TASK OBJECTIVE
Which lines in the records below contain the word "tail"? Gather each one and copy it out in full.
-- START --
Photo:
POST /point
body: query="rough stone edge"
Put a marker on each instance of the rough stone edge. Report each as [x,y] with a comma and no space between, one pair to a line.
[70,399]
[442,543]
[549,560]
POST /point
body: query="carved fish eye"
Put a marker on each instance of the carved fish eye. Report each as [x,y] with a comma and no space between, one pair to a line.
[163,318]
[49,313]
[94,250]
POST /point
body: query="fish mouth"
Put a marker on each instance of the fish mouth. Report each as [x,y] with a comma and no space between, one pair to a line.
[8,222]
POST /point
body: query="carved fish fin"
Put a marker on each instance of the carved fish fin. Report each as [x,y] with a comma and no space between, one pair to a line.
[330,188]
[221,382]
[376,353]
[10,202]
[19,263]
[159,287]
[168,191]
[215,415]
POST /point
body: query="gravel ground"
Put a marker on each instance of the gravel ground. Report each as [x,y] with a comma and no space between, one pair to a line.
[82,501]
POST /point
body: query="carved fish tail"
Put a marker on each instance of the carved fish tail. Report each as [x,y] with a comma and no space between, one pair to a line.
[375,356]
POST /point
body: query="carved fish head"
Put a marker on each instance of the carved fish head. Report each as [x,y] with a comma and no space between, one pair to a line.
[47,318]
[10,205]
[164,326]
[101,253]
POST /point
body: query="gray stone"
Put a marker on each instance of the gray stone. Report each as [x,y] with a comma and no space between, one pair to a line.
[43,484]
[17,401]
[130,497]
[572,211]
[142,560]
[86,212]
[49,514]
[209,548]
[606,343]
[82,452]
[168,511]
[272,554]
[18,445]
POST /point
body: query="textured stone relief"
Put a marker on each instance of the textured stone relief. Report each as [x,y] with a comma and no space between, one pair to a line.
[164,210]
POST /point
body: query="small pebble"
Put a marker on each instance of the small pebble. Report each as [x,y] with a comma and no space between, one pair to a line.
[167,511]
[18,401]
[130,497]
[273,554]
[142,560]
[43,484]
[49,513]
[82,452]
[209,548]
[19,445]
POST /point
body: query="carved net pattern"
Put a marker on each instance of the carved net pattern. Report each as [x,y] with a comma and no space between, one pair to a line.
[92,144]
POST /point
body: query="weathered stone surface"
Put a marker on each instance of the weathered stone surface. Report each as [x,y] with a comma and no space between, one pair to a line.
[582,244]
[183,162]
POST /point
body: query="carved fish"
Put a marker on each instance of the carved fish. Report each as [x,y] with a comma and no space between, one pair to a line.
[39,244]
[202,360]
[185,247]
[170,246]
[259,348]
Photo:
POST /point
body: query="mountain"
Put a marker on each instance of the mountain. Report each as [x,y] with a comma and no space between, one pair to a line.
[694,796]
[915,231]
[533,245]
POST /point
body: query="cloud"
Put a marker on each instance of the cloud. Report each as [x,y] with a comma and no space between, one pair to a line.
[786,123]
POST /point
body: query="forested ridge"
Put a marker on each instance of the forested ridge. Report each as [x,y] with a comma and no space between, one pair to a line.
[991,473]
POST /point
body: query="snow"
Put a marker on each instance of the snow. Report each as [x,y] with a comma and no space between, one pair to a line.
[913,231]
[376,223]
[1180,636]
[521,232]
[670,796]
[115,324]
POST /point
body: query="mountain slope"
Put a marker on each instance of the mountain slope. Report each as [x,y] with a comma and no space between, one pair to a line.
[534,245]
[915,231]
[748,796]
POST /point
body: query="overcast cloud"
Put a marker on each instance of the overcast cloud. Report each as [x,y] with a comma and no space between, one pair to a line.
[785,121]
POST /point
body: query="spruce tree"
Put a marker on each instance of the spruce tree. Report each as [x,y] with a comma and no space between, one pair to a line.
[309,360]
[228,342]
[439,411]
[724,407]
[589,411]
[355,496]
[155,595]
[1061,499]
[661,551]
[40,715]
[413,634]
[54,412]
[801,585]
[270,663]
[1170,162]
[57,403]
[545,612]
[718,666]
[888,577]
-- END --
FINISHED TASK
body: query="carved fish tail"
Put a marker on each instance of the carved fish tail. Report each as [x,y] with a comma and no space between, one pair to a line.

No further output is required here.